Co-Authored-By: Claude Opus 4.7 <noreply@anthropic.com>
* fix(rdf-index-app): avoid double workerExecutor.shutdownNow() in stop()
stop() called workerExecutor.shutdownNow() inline AND through
cleanupLocalExecution -> shutdownWorkerExecutor, which broke the
DistributedRdfIndexExecutorTest.stopAndCoordinatorCleanupOnlyTearDownLocalExecutionOnce
verify(workerExecutor, times(1)).shutdownNow() expectation. Drop the
inline call — cleanupLocalExecution is the single owner of the
shutdown path.
Co-Authored-By: Claude Opus 4.7 <noreply@anthropic.com>
* ci: drop redundant DB matrix from openmetadata-service unit tests
The {mysql, postgresql} strategy matrix on openmetadata-service unit
tests doubled CI cost without adding signal: both jobs ran the same
surefire suite. The `-Pmysql` / `-Ppostgresql` profiles are defined
only in `openmetadata-sdk/pom.xml` (lines 190-206), set a single
`test.database` property, and that property is consumed exclusively by
the failsafe plugin (integration tests `*IT.java` / `*IntegrationTest.java`),
which only runs under `-Pintegration-tests` — not enabled here.
`openmetadata-service` itself has zero tests that read `test.database`
or use `MySQLContainer`/`PostgreSQLContainer` (verified by grep). The
only testcontainer-based DB code in the repo lives in
`openmetadata-integration-tests`, a different module that this workflow
doesn't build.
Run the unit suite once. The `openmetadata-service-unit-tests-status`
required-check aggregator is unaffected (it depends on the renamed job
which still has the same name).
Co-Authored-By: Claude Opus 4.7 <noreply@anthropic.com>
* fix(rdf): address Copilot PR review findings
Six correctness issues raised on PR #27999:
- **Lineage-details DELETE was too broad** (RdfRepository): the cleanup
step deleted *all* `<fromUri> om:hasLineageDetails ?d` triples,
so reindexing one (fromId, toId) edge wiped lineage-details links
for every other downstream of the same source entity. Pin the
delete to the specific `<fromUri> om:hasLineageDetails <detailsUri>`
triple. Same with prov:generated cleanup — anchor it to the
specific detailsUri instead of any details resource.

- EXERCISE INSTRUCTIONS
Extend the commit log about the RDF index and CI changes, picking up directly after its final sentence.

- DATASET CONTENT
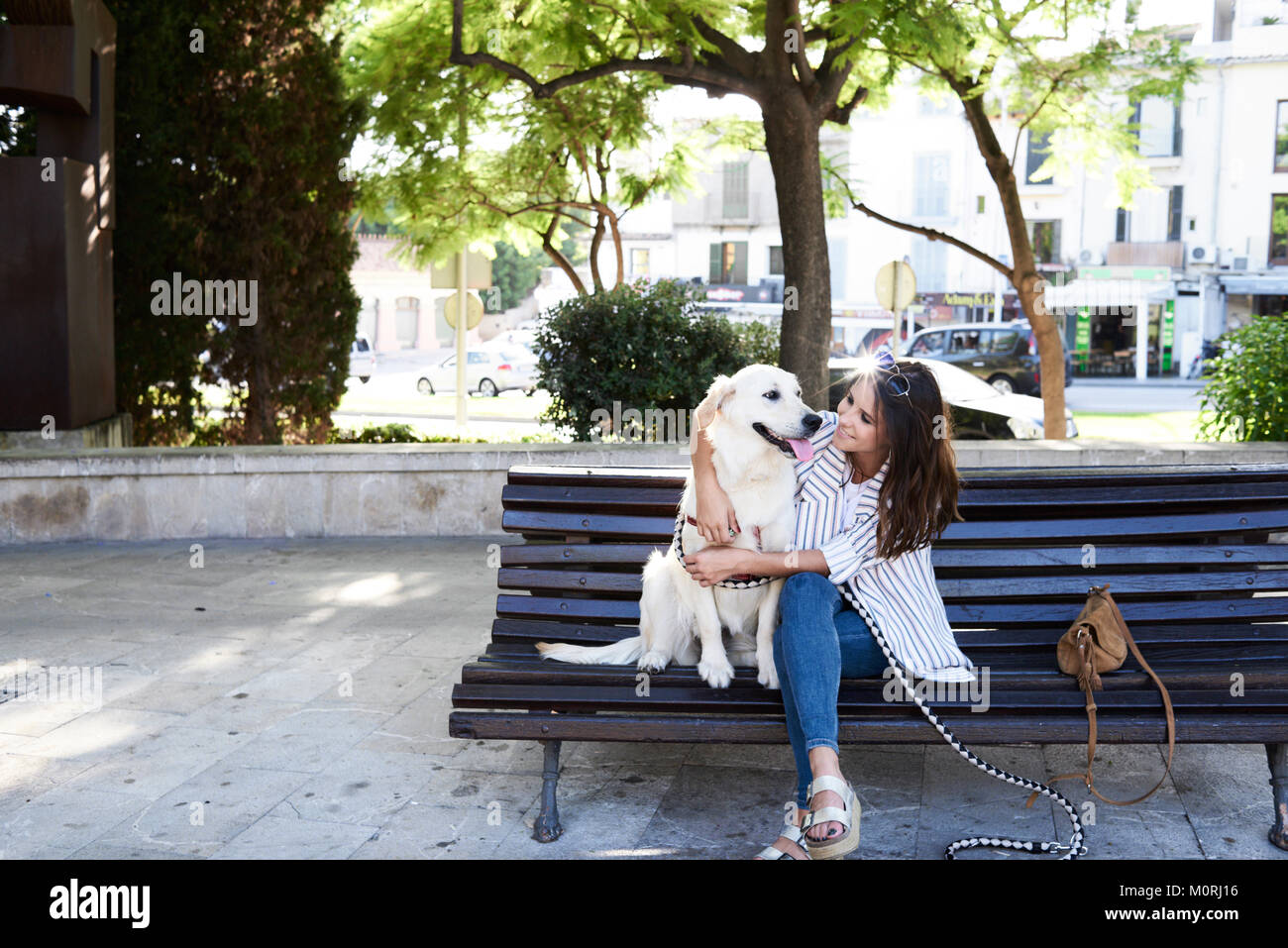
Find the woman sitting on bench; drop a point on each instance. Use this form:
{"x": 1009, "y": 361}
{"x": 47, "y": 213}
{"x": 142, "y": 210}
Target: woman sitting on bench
{"x": 889, "y": 446}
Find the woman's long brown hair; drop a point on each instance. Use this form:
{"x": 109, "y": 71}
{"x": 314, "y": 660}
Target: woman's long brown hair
{"x": 921, "y": 481}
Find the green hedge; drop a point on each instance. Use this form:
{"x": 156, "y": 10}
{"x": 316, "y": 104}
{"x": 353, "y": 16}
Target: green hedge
{"x": 647, "y": 348}
{"x": 1247, "y": 390}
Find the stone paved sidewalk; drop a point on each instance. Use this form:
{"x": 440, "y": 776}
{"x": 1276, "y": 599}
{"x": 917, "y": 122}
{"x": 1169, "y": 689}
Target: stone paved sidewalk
{"x": 290, "y": 699}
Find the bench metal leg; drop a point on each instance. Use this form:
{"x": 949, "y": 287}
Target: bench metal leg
{"x": 546, "y": 828}
{"x": 1278, "y": 758}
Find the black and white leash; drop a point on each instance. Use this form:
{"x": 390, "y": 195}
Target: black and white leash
{"x": 678, "y": 543}
{"x": 1070, "y": 852}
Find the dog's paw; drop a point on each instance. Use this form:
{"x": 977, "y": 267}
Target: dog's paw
{"x": 716, "y": 673}
{"x": 652, "y": 661}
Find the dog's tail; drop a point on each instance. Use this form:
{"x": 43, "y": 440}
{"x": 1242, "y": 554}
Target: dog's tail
{"x": 625, "y": 652}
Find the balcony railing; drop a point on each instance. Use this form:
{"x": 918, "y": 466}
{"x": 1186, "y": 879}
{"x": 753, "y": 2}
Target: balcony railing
{"x": 1159, "y": 254}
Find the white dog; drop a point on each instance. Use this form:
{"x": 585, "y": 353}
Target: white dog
{"x": 759, "y": 432}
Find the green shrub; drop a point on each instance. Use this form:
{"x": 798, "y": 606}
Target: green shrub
{"x": 649, "y": 348}
{"x": 759, "y": 342}
{"x": 1247, "y": 390}
{"x": 399, "y": 433}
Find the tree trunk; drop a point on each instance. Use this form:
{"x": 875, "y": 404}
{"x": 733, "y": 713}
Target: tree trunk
{"x": 1024, "y": 274}
{"x": 261, "y": 411}
{"x": 791, "y": 138}
{"x": 559, "y": 260}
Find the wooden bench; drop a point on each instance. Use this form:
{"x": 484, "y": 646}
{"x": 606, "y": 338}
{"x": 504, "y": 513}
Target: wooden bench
{"x": 1185, "y": 550}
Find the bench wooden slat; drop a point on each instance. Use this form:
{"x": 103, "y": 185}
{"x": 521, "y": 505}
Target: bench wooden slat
{"x": 1006, "y": 504}
{"x": 520, "y": 633}
{"x": 973, "y": 559}
{"x": 1157, "y": 584}
{"x": 511, "y": 669}
{"x": 851, "y": 699}
{"x": 1016, "y": 476}
{"x": 1145, "y": 527}
{"x": 971, "y": 614}
{"x": 975, "y": 729}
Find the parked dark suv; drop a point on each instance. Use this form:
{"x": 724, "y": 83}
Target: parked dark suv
{"x": 1005, "y": 355}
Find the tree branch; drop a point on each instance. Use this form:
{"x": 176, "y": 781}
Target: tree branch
{"x": 711, "y": 77}
{"x": 930, "y": 233}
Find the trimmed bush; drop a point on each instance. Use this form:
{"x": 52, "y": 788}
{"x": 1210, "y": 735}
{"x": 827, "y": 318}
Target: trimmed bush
{"x": 648, "y": 348}
{"x": 1247, "y": 390}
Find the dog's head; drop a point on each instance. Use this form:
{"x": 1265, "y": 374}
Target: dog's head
{"x": 764, "y": 399}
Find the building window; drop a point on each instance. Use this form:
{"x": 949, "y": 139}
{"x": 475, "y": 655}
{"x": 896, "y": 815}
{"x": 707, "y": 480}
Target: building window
{"x": 930, "y": 183}
{"x": 406, "y": 318}
{"x": 1038, "y": 150}
{"x": 1122, "y": 226}
{"x": 1175, "y": 196}
{"x": 928, "y": 262}
{"x": 1158, "y": 127}
{"x": 729, "y": 262}
{"x": 1044, "y": 236}
{"x": 734, "y": 192}
{"x": 1282, "y": 136}
{"x": 1279, "y": 230}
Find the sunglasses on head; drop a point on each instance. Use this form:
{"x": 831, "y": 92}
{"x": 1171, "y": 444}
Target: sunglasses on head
{"x": 897, "y": 381}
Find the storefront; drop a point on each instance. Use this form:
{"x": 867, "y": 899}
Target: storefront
{"x": 948, "y": 308}
{"x": 1127, "y": 321}
{"x": 1252, "y": 295}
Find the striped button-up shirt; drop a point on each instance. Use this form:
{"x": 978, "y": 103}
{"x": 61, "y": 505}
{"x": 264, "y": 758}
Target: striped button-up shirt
{"x": 900, "y": 592}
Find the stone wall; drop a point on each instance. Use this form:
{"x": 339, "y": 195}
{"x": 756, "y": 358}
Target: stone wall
{"x": 387, "y": 489}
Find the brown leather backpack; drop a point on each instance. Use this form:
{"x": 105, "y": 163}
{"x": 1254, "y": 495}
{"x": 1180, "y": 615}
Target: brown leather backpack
{"x": 1098, "y": 642}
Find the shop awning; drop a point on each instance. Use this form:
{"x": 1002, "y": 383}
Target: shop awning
{"x": 1266, "y": 285}
{"x": 1104, "y": 292}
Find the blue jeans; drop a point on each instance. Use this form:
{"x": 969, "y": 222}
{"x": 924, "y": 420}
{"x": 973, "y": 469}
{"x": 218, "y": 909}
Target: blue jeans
{"x": 819, "y": 639}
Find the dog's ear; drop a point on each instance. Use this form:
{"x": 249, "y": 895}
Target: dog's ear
{"x": 719, "y": 391}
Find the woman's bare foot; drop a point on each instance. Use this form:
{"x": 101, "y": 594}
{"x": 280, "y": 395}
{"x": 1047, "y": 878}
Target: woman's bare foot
{"x": 794, "y": 849}
{"x": 824, "y": 763}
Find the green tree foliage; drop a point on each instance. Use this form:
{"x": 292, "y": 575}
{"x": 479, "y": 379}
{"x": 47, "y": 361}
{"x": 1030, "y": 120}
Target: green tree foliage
{"x": 649, "y": 348}
{"x": 1247, "y": 386}
{"x": 515, "y": 274}
{"x": 230, "y": 147}
{"x": 1069, "y": 69}
{"x": 535, "y": 170}
{"x": 759, "y": 343}
{"x": 160, "y": 191}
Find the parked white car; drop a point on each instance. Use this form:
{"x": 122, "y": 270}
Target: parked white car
{"x": 362, "y": 360}
{"x": 487, "y": 371}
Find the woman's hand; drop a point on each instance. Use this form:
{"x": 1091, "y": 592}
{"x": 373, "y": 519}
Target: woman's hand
{"x": 715, "y": 563}
{"x": 716, "y": 519}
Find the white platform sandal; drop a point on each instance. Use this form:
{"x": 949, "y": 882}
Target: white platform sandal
{"x": 793, "y": 833}
{"x": 848, "y": 841}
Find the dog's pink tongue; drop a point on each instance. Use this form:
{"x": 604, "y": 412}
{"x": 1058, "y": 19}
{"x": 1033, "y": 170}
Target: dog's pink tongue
{"x": 802, "y": 449}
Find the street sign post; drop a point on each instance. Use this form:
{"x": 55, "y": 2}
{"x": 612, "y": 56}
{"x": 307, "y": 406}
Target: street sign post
{"x": 896, "y": 287}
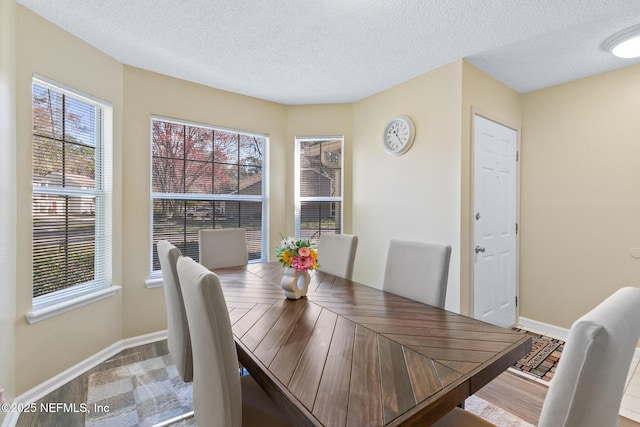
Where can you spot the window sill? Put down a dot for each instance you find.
(62, 307)
(153, 283)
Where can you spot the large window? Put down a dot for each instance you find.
(71, 196)
(318, 186)
(206, 177)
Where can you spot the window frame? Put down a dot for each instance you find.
(298, 199)
(49, 304)
(155, 276)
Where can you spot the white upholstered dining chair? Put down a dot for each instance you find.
(220, 396)
(418, 271)
(224, 247)
(336, 253)
(588, 385)
(178, 338)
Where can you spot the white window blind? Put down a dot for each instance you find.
(71, 193)
(206, 177)
(318, 186)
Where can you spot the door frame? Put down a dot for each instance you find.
(472, 187)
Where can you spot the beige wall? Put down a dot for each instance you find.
(148, 94)
(46, 348)
(580, 210)
(320, 120)
(484, 95)
(415, 196)
(7, 200)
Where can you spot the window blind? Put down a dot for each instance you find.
(71, 193)
(319, 186)
(206, 177)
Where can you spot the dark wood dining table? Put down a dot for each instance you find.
(348, 354)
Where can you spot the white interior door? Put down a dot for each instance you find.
(495, 198)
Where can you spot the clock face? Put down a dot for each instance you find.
(398, 135)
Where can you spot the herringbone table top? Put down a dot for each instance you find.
(352, 355)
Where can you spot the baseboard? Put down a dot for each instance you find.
(41, 390)
(553, 331)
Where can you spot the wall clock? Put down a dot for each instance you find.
(398, 135)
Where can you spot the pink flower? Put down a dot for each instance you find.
(304, 251)
(302, 263)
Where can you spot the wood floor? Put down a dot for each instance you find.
(512, 392)
(523, 397)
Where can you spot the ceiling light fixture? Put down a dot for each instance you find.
(625, 44)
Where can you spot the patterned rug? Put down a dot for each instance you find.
(139, 394)
(543, 359)
(145, 393)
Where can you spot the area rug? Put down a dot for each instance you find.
(493, 413)
(145, 393)
(139, 394)
(543, 359)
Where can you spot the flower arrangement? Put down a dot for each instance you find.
(297, 253)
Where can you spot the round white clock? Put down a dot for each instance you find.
(398, 135)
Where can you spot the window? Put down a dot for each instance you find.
(318, 186)
(206, 177)
(71, 196)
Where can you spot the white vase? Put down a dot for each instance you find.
(295, 283)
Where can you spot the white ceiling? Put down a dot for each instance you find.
(334, 51)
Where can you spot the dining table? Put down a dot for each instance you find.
(348, 354)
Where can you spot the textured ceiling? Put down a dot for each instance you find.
(333, 51)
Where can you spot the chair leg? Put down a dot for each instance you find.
(174, 419)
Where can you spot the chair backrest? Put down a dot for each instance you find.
(217, 395)
(336, 253)
(588, 385)
(179, 340)
(225, 247)
(418, 271)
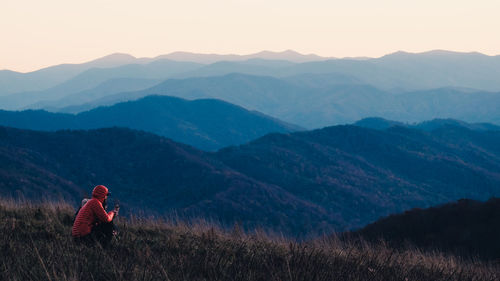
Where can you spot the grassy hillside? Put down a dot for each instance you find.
(35, 239)
(466, 227)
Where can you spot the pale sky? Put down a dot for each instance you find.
(40, 33)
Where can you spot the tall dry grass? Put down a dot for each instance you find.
(35, 244)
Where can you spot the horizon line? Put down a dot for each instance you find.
(318, 57)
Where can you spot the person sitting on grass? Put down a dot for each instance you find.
(92, 223)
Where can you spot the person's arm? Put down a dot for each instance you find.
(101, 214)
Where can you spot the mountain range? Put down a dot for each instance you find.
(303, 183)
(206, 124)
(315, 101)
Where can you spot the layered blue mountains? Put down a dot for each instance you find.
(299, 145)
(207, 124)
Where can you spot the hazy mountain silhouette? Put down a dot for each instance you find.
(109, 87)
(383, 124)
(467, 227)
(322, 100)
(206, 124)
(160, 70)
(14, 82)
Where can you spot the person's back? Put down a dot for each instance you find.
(92, 217)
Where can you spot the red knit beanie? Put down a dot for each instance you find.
(100, 192)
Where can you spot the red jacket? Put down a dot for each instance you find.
(92, 213)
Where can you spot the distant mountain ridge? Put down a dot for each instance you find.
(315, 101)
(378, 123)
(205, 124)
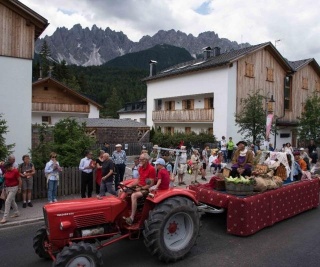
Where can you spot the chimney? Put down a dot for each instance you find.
(216, 51)
(153, 70)
(206, 52)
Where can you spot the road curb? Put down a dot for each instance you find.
(18, 223)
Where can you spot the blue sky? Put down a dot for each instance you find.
(294, 22)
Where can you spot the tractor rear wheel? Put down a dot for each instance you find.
(172, 228)
(39, 243)
(79, 254)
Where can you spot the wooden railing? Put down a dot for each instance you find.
(60, 107)
(196, 115)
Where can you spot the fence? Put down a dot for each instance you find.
(69, 183)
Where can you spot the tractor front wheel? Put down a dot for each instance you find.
(79, 254)
(172, 228)
(39, 243)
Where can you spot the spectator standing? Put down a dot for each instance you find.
(163, 176)
(313, 154)
(223, 148)
(182, 167)
(86, 167)
(27, 171)
(52, 170)
(13, 186)
(154, 154)
(107, 176)
(99, 162)
(196, 165)
(230, 146)
(120, 159)
(242, 161)
(106, 147)
(135, 168)
(204, 155)
(12, 160)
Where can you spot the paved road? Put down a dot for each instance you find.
(294, 242)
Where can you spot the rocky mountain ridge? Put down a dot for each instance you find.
(95, 46)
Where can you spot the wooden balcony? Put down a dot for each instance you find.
(49, 107)
(196, 115)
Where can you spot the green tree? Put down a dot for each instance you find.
(45, 53)
(69, 141)
(252, 117)
(309, 122)
(5, 149)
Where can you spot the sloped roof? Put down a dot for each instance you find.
(217, 61)
(299, 64)
(64, 87)
(107, 123)
(31, 16)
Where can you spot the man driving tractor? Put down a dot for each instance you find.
(147, 174)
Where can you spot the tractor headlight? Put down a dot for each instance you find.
(64, 225)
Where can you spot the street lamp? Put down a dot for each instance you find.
(269, 104)
(269, 115)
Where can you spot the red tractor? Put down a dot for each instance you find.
(76, 230)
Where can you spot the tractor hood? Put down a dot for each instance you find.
(84, 210)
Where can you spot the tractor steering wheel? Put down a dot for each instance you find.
(125, 188)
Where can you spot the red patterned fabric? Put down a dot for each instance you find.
(247, 215)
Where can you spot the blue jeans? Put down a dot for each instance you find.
(52, 190)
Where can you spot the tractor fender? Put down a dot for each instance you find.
(161, 195)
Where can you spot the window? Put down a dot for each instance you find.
(170, 105)
(158, 104)
(304, 83)
(317, 86)
(46, 119)
(208, 103)
(169, 130)
(287, 93)
(270, 77)
(188, 104)
(249, 70)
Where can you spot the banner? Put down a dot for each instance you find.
(268, 125)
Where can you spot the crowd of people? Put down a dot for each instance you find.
(15, 178)
(157, 171)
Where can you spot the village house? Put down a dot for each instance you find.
(134, 111)
(53, 101)
(203, 95)
(19, 28)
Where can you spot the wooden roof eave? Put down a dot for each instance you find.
(28, 14)
(67, 88)
(179, 73)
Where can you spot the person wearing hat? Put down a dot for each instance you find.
(163, 176)
(242, 161)
(182, 165)
(299, 160)
(304, 155)
(154, 154)
(230, 146)
(119, 158)
(147, 174)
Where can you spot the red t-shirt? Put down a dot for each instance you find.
(164, 176)
(146, 172)
(12, 177)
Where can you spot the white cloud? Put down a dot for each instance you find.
(294, 22)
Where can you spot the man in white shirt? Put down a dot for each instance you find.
(86, 166)
(223, 145)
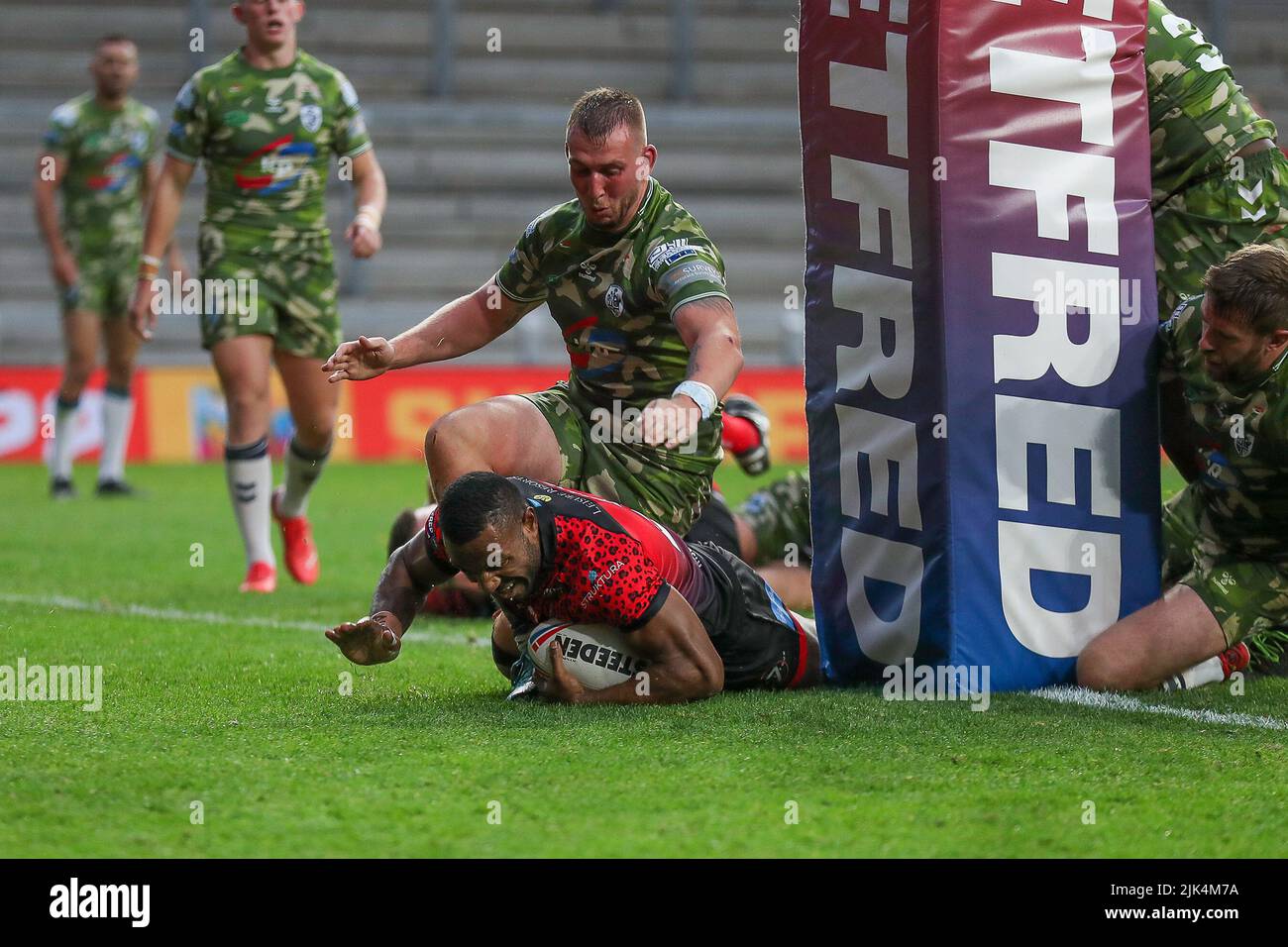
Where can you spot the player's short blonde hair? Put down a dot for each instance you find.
(1250, 287)
(599, 111)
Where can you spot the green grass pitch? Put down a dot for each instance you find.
(240, 709)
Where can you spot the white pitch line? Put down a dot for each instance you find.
(206, 617)
(1083, 697)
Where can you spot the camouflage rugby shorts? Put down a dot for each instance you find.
(1247, 596)
(671, 486)
(284, 291)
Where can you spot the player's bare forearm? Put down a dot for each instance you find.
(369, 183)
(166, 202)
(709, 330)
(462, 326)
(44, 196)
(408, 577)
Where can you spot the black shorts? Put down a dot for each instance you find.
(716, 526)
(759, 641)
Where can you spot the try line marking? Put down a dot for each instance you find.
(76, 604)
(1083, 697)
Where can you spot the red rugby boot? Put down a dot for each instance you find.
(261, 577)
(300, 554)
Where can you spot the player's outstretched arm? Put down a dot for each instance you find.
(709, 331)
(50, 175)
(162, 217)
(376, 638)
(683, 664)
(459, 328)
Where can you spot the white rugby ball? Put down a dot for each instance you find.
(597, 656)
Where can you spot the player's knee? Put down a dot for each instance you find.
(76, 375)
(246, 399)
(1100, 671)
(120, 371)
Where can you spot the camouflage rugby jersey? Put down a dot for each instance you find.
(1198, 115)
(107, 154)
(267, 138)
(614, 294)
(1241, 433)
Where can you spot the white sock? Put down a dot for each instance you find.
(1210, 672)
(250, 486)
(117, 414)
(60, 459)
(303, 468)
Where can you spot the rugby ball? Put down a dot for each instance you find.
(597, 656)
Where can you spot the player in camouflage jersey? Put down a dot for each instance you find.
(638, 290)
(1225, 536)
(266, 121)
(97, 154)
(1219, 179)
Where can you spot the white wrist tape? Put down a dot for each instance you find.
(702, 394)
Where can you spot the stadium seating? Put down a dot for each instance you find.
(467, 171)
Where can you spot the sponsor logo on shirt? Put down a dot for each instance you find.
(597, 579)
(279, 163)
(671, 252)
(310, 118)
(613, 300)
(116, 172)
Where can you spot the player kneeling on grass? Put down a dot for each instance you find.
(1224, 410)
(700, 617)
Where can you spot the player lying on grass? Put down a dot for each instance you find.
(778, 508)
(771, 530)
(1224, 411)
(700, 617)
(638, 290)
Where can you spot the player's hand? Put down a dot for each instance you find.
(559, 684)
(63, 269)
(369, 641)
(143, 317)
(360, 360)
(365, 241)
(670, 421)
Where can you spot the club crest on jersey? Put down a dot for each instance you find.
(310, 118)
(613, 299)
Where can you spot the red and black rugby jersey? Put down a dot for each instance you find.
(600, 562)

- EXPECTED ANSWER
- **Predicate not flipped during canonicalization** (RdfRepository):
`parseEntityGraphEdgesFromResults` swapped subject/object for
reverse-direction predicates (`prov:wasDerivedFrom`,
`prov:wasInfluencedBy`) but kept the original predicate URI on the
resulting EdgeInfo. Exported graphs could carry semantically
invalid triples like `<upstream> prov:wasDerivedFrom <downstream>`.
Add `forwardEquivalentPredicate` to substitute the OM-native
forward predicate when the direction flips.
- **`dct:modified` was an invalid xsd:dateTime** (RdfPropertyMapper):
`entity.getUpdatedAt().toString()` returns the epoch-millis Long as
a string, but the literal was tagged `xsd:dateTime`. Convert via
`Instant.ofEpochMilli(...).toString()` so the lexical form matches
the type — same fix already in place for prov:invalidatedAtTime.
- **Unmapped EntityReference arrays were dropped entirely**
(RdfPropertyMapper): the previous fix to skip noisy JSON-string
literals also dropped fields like `domains`, `reviewers`, `voters`
for entity contexts that don't have a JSON-LD mapping for them —
the unmapped path was the only path emitting them, so nothing
landed in RDF. Expand each array element through
`addEntityReference` so the data still produces proper
`om:<fieldName> <ref>` triples; mapped-path duplicates are
collapsed by Jena's Model dedupe.
- **Partition failure detection missed reader errors**
(DistributedRdfIndexExecutor): the EntityCompletionTracker was fed
`result.errorMessage() != null`, but `RdfPartitionWorker` can
increment `failedCount` from `readerErrors` without ever setting
`lastError`. Use `result.failedCount() > 0` so partitions whose
failures came from `ResultList.getErrors()` are also marked as
failed when promoting an entity.
- **`COMPLETED_WITH_ERRORS` was hidden when failedRecords == 0**
(RdfIndexApp): the coordinator marks a job COMPLETED_WITH_ERRORS
whenever any partition is FAILED or CANCELLED, including for
user-initiated stops where no record-level failures accrued. The
monitor's `completedWithErrors` gate required `failedRecords > 0`,
so those terminal states never hit `jobData.setFailure(...)` and
the run record showed success. Drop the failedRecords precondition
and tailor the fallback message based on whether there are
record-level failures or partition-level only.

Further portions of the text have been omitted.